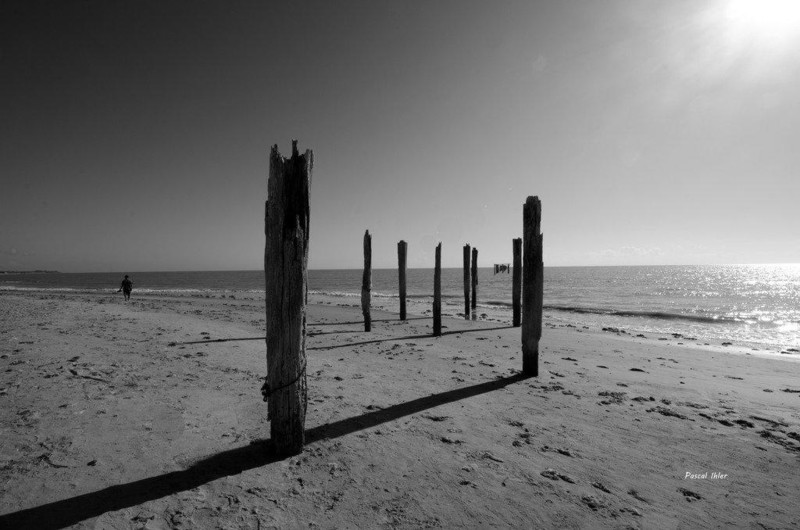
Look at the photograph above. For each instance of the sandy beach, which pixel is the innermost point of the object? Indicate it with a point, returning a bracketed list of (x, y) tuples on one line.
[(148, 414)]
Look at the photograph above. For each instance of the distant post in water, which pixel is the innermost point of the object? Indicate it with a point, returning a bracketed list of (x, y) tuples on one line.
[(466, 281), (516, 281), (286, 224), (402, 247), (366, 281), (532, 285), (474, 278), (437, 293)]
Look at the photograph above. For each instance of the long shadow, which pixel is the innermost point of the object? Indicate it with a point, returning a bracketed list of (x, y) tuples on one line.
[(362, 322), (407, 337), (336, 332), (310, 333), (67, 512), (210, 341)]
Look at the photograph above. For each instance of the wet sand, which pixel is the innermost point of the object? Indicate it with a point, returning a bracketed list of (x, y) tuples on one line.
[(148, 414)]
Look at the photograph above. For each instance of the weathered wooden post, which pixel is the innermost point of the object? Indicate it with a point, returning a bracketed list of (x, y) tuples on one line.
[(402, 248), (437, 293), (366, 281), (532, 285), (286, 224), (474, 278), (466, 281), (516, 281)]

======

OBJECTIVE -
Write out the lines above word for word, starting at the very first line and ending at the line that contains "512), (210, 341)]", both included. Leave the pictures out.

TASK ANSWER -
Look at the photograph above. For each instance of the sandy beach, which pixel is the innermost point of the object? Indicate it with a point, returning a bracketed list of (x, y) tuples on one line.
[(148, 414)]
Look at the photograph above. For each instance of the distant post in water, which pixel is the innermost point of the object? Indicate it with a point, returning a bracketed list of (x, y) tuples on one line.
[(466, 281), (516, 281), (286, 224), (402, 247), (366, 281), (532, 285), (474, 278), (437, 293)]
Look at the photograph above. For each instance of the long shadow, which pixel is the innermost point of the object? Indicate it with a point, returning a bracketed list of (x, y) tuples on one line.
[(362, 322), (407, 337), (336, 332), (310, 333), (67, 512), (210, 341)]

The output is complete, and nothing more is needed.